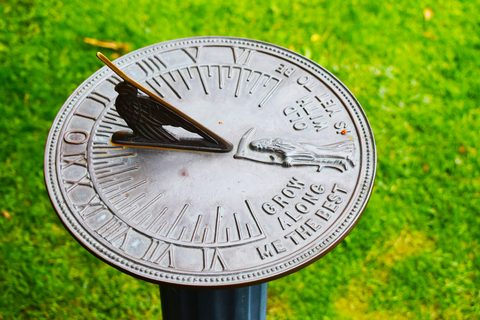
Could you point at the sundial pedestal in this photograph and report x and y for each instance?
(210, 163)
(247, 303)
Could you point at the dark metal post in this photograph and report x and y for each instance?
(247, 303)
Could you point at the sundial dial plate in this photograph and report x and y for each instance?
(294, 185)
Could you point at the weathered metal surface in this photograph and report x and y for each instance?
(296, 182)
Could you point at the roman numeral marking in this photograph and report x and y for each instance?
(83, 207)
(77, 183)
(193, 53)
(80, 157)
(153, 250)
(242, 56)
(217, 260)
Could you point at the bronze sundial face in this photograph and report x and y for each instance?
(295, 183)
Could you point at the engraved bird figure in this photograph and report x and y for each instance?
(146, 116)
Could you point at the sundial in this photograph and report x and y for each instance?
(258, 162)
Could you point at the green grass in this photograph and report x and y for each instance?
(415, 254)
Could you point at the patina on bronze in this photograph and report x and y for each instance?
(293, 184)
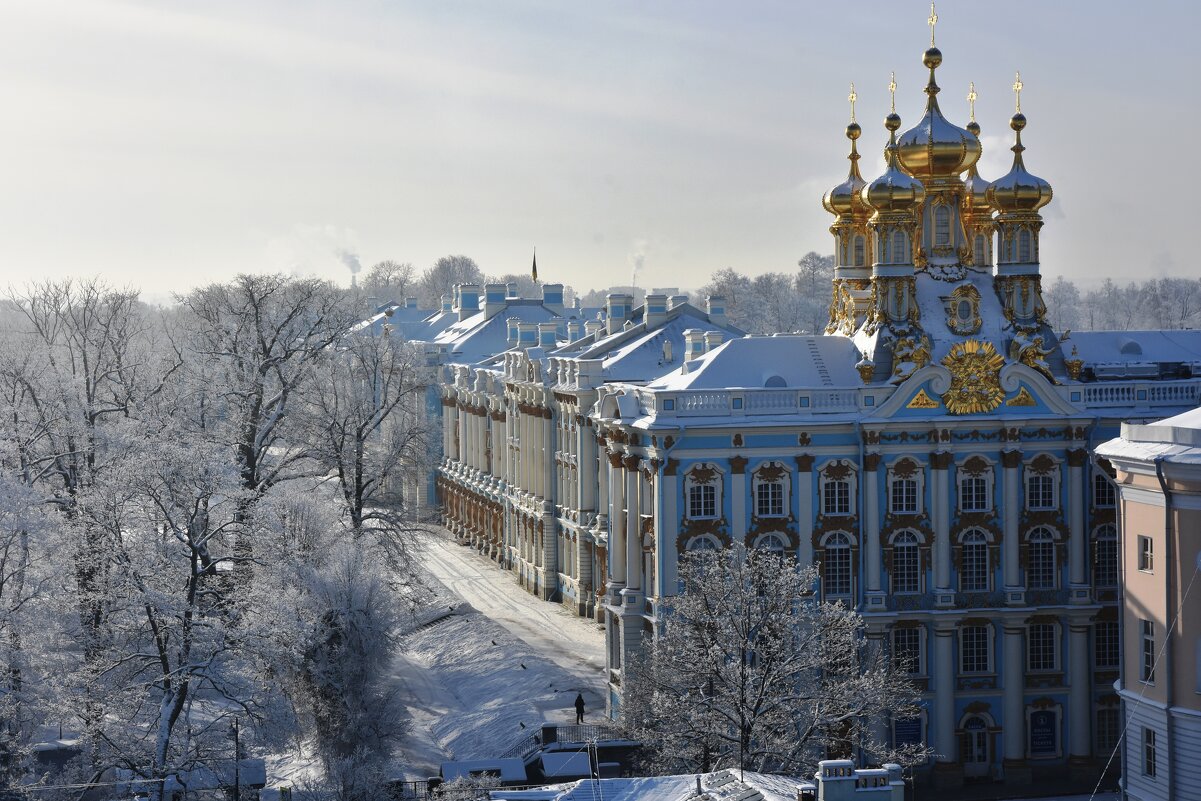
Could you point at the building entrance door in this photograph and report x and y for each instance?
(977, 758)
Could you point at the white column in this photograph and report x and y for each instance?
(1077, 572)
(944, 693)
(939, 515)
(871, 521)
(633, 526)
(802, 490)
(1010, 514)
(616, 522)
(738, 498)
(1080, 742)
(1014, 691)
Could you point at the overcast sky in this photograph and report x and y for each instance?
(166, 144)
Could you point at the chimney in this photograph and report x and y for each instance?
(656, 310)
(527, 334)
(693, 344)
(553, 297)
(468, 299)
(494, 299)
(616, 309)
(716, 308)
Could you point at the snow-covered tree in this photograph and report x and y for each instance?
(753, 670)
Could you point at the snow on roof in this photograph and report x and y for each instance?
(1112, 347)
(790, 360)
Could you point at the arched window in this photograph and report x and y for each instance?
(974, 574)
(774, 543)
(980, 255)
(900, 246)
(1040, 554)
(836, 569)
(1105, 557)
(906, 563)
(942, 226)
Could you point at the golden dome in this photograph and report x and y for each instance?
(895, 190)
(843, 199)
(934, 147)
(1019, 190)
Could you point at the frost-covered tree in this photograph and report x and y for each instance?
(753, 670)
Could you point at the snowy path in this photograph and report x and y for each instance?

• SET PROBLEM
Your copy should repeat each entry above exactly but contain no pictures.

• SOLUTION TO THIS EXERCISE
Could you point at the sundial pedestal in this photograph and report x and y for each instance?
(210, 163)
(247, 303)
Could you point at the dark metal post in this photograph and report x and y for each instance?
(247, 303)
Could you point at the sundial dial plate in this photograph and report x and y for each instance?
(294, 185)
Could you point at the weathered metal surface in this photograph and report x and y for each instance?
(296, 182)
Could you point at the roman numeral marking in this photograph and report x and y for each instance?
(83, 207)
(77, 183)
(193, 53)
(80, 157)
(153, 250)
(242, 56)
(217, 260)
Could you point at the bronze sundial face in this photograph and report x and y for each instance?
(295, 183)
Could you point at the engraved bird figure in this photograph and report x and y for each instance?
(146, 116)
Could you point at the sundial in this photograph and report x and y for each instance?
(258, 162)
Could you point at the green grass in this photograph and report x and y for each instance?
(415, 254)
Could you point at the patina on bronze in this photograph and report x and y for each instance?
(293, 184)
Could you point at the building entrance door in this photograph and report x and y for each instance?
(977, 758)
Could you point at the white column in this photograph and report x and y for each instance?
(1077, 572)
(944, 693)
(939, 515)
(871, 521)
(633, 526)
(802, 490)
(1010, 514)
(616, 522)
(738, 498)
(1080, 742)
(1014, 691)
Could you point at the overcast sky in this photograph and report x and y for each instance?
(166, 144)
Could you point at the chimney in this photograph and report x and y for each instance?
(656, 310)
(527, 334)
(693, 344)
(553, 297)
(468, 299)
(494, 299)
(616, 309)
(716, 308)
Could you point at the snow-covered tree in this photograph and report x and y for each instance?
(753, 670)
Could you point at the snow on roof in this photograph and report x and y for each instance?
(1112, 347)
(790, 360)
Could you point at the arched window in this photograph and report x and y for each instance?
(974, 574)
(774, 543)
(980, 255)
(900, 246)
(1040, 554)
(836, 569)
(1105, 557)
(906, 563)
(942, 226)
Could you point at the golden dome in this photograph and report x and y for each instance?
(895, 190)
(843, 199)
(934, 147)
(1019, 190)
Could you point at the frost-covered tree in this photograph and report x and y for each instance?
(753, 670)
Could you point at the snowy path in this photograph and report x and y for each instance?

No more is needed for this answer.